WHAT THIS TASK INVOLVES »
Please rewrite the part of the listing below that opens with the line containing "Consider the photo above. For every instance of the fjord" and closes with the listing's last line, both included, swapping "blue sky" for "open sky" and leaving everything else unchanged.

DATA SECTION »
=-=-=
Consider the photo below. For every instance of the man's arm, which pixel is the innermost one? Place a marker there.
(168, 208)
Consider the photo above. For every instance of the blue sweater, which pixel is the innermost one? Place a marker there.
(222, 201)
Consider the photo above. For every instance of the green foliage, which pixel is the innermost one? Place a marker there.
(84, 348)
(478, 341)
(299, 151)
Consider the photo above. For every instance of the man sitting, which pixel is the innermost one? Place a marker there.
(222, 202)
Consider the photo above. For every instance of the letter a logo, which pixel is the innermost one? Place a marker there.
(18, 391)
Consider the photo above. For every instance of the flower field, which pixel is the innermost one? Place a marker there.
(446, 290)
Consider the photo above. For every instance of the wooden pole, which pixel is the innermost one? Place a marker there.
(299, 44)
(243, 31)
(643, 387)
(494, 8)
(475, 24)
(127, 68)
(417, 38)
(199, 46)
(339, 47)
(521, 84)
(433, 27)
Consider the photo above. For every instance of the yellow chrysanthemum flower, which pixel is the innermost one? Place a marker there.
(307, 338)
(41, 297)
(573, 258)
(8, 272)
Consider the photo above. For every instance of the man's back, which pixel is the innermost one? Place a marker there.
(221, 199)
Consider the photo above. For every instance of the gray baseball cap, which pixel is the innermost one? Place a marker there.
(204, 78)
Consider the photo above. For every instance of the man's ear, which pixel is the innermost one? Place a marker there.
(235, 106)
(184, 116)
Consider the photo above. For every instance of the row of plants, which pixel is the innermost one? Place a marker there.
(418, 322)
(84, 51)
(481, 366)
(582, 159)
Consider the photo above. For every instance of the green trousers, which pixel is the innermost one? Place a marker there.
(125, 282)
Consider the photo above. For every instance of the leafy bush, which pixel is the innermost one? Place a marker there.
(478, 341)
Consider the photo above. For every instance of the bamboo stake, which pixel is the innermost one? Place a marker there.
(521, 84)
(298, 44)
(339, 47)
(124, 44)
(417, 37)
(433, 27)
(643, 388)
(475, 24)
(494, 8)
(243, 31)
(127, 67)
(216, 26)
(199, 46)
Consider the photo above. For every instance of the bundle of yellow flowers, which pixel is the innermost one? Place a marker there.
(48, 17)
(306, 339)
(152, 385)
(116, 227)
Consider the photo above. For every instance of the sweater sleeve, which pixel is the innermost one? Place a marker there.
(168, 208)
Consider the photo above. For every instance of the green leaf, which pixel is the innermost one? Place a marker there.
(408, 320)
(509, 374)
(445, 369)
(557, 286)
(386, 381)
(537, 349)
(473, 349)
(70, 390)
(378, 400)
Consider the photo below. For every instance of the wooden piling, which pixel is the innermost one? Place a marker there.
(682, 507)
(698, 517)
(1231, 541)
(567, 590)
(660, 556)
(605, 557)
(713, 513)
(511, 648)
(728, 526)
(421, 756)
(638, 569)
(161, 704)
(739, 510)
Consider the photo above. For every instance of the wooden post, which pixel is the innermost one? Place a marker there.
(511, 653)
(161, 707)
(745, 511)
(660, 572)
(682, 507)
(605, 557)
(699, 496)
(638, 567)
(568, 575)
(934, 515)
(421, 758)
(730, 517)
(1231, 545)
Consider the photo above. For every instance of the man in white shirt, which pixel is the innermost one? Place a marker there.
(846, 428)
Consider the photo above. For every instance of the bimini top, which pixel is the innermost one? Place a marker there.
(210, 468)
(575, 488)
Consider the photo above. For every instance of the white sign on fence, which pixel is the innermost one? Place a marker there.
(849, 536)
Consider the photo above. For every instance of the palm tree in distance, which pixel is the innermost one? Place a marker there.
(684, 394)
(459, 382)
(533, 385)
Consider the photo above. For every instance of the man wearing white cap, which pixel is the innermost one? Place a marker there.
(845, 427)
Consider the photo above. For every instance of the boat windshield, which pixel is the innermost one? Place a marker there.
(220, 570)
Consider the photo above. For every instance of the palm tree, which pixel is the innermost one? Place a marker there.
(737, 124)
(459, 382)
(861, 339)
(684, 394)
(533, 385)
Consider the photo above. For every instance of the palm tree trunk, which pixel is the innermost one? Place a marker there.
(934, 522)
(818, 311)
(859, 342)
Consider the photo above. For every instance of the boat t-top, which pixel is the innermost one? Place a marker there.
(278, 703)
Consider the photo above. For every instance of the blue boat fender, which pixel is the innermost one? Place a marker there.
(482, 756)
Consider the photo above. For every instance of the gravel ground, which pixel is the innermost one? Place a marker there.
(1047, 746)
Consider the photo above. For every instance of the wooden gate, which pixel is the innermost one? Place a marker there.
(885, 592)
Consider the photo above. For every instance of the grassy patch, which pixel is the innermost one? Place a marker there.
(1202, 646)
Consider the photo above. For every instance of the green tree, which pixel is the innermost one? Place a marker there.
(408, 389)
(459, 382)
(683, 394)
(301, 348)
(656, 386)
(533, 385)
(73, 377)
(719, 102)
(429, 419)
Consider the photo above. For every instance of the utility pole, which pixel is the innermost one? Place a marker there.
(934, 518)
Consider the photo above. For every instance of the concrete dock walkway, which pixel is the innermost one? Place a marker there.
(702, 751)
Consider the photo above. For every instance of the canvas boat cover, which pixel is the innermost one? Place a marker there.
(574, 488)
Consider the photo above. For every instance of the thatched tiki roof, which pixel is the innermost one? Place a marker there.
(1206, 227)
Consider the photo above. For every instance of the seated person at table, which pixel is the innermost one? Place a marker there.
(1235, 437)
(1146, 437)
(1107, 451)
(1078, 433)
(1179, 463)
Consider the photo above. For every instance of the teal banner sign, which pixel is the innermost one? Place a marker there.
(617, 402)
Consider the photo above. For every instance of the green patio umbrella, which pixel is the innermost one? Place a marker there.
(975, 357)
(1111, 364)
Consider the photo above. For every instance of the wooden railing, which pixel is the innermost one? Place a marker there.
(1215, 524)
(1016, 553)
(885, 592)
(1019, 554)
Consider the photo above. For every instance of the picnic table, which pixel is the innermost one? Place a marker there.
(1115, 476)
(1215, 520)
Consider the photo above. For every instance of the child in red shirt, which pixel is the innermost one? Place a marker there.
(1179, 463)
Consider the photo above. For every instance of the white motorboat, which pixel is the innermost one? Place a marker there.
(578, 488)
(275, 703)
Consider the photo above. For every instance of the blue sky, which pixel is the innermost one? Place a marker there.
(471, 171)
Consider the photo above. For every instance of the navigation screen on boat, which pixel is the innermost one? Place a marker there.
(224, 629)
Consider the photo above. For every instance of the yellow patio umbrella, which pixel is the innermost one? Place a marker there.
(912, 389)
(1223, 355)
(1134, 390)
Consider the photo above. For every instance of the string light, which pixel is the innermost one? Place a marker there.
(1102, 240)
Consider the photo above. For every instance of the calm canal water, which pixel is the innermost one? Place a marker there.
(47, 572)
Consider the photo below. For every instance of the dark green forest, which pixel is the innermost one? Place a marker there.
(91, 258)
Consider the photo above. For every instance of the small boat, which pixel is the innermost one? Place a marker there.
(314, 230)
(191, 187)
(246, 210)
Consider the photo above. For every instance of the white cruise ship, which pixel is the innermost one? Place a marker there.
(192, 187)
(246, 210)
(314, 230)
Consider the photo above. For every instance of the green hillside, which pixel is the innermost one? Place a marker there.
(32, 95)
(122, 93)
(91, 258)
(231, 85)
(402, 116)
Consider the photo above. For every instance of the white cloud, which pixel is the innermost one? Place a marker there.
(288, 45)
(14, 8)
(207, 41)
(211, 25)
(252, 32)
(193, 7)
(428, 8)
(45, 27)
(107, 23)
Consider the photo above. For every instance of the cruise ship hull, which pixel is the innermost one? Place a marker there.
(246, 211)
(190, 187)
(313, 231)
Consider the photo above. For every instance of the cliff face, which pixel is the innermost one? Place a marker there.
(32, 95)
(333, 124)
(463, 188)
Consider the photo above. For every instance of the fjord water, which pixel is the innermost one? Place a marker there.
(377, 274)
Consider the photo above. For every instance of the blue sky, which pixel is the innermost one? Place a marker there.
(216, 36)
=-=-=
ANSWER FOR THIS EXERCISE »
Consider the photo above. For every instance of the fjord water, which pixel is the innermost one? Place a marker there.
(377, 274)
Consider the photo above. For every instance of the open sky, which pixel is the innermost one? Place a marker there.
(216, 36)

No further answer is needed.